Object location annotation data:
* * * * * * *

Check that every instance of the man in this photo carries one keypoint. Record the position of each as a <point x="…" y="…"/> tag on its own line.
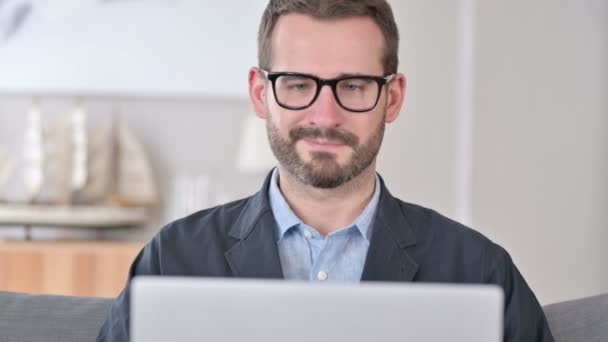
<point x="327" y="84"/>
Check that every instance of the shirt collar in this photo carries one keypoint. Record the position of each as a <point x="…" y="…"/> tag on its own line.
<point x="286" y="218"/>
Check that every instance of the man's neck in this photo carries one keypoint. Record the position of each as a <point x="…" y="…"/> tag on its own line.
<point x="328" y="210"/>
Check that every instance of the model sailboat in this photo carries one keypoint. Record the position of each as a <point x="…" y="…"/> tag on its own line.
<point x="65" y="165"/>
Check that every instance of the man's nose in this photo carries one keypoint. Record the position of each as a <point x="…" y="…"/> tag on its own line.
<point x="325" y="111"/>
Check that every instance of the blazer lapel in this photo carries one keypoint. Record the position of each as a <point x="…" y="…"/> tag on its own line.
<point x="256" y="254"/>
<point x="387" y="258"/>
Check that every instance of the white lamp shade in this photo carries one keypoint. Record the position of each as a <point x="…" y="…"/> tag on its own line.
<point x="254" y="154"/>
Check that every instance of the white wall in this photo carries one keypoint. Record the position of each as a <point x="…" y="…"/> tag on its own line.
<point x="541" y="140"/>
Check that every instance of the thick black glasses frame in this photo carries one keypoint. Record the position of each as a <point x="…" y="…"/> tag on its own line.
<point x="333" y="82"/>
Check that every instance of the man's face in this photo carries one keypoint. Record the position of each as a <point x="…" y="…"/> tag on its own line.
<point x="325" y="145"/>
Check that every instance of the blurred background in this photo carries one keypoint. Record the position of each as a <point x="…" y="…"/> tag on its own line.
<point x="505" y="128"/>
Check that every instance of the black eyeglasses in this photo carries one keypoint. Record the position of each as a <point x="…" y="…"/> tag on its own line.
<point x="355" y="93"/>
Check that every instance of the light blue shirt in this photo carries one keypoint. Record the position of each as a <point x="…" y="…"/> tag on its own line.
<point x="306" y="255"/>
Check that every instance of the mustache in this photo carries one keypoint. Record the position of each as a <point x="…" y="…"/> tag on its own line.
<point x="332" y="134"/>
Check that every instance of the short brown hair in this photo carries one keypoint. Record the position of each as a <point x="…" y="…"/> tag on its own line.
<point x="379" y="10"/>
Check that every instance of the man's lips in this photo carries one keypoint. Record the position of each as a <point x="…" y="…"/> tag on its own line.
<point x="323" y="143"/>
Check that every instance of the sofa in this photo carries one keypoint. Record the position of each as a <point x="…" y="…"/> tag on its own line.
<point x="35" y="318"/>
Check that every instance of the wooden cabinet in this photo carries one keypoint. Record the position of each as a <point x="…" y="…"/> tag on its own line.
<point x="82" y="268"/>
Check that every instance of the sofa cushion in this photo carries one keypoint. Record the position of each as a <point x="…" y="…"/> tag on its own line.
<point x="49" y="318"/>
<point x="579" y="320"/>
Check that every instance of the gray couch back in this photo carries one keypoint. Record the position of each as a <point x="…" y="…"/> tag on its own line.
<point x="25" y="318"/>
<point x="35" y="318"/>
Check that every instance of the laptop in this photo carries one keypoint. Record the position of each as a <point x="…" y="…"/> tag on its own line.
<point x="236" y="310"/>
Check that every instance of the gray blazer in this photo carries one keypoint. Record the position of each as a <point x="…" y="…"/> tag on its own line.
<point x="409" y="244"/>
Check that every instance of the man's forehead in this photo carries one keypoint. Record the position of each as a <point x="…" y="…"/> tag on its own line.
<point x="302" y="41"/>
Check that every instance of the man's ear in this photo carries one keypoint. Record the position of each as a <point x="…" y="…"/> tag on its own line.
<point x="257" y="91"/>
<point x="396" y="97"/>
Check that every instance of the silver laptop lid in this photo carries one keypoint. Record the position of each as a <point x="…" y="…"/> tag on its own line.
<point x="236" y="310"/>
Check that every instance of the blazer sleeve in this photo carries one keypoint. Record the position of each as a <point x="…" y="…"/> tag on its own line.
<point x="116" y="326"/>
<point x="524" y="317"/>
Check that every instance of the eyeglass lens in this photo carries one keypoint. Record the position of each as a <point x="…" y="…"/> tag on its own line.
<point x="300" y="91"/>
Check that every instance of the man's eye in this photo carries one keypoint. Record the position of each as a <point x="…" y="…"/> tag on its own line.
<point x="353" y="86"/>
<point x="298" y="86"/>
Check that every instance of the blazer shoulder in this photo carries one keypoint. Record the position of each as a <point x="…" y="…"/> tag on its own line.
<point x="432" y="227"/>
<point x="215" y="221"/>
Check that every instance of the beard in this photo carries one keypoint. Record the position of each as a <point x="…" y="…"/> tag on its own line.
<point x="323" y="170"/>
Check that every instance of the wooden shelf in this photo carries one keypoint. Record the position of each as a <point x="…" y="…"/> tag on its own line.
<point x="98" y="217"/>
<point x="83" y="268"/>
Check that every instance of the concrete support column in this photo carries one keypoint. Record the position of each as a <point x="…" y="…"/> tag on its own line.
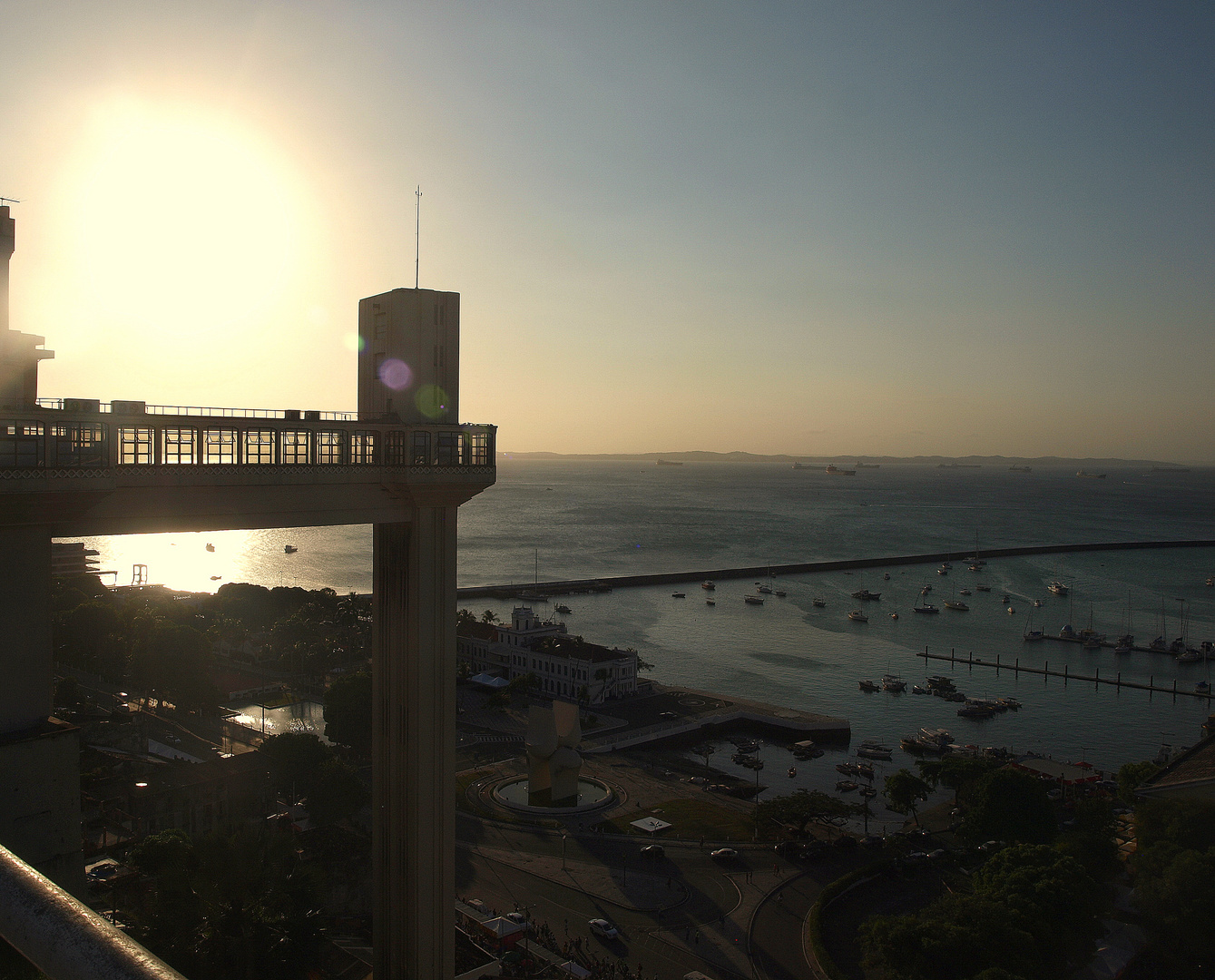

* * * * * * *

**EXERCISE PROMPT**
Reproduce every line of the material starting at the line containing "Check that every instance of the beard" and ending at the end of the material, shifting each point coordinate in the answers by adding 54 to both its x and y values. Leave out the pictures.

**RESULT**
Check that every instance of the beard in this photo carries one keypoint. Record the position of each as a <point x="…" y="…"/> tag on its own line.
<point x="377" y="224"/>
Check that every instance of the wooden shelf in this photo carries one keypoint. Record the position of each as a <point x="…" y="…"/> tag on its own line.
<point x="152" y="271"/>
<point x="137" y="322"/>
Check that every instance of the concrete support column in this photo carries one keypoint. Record the position of each as a <point x="…" y="…"/> tag on its own line.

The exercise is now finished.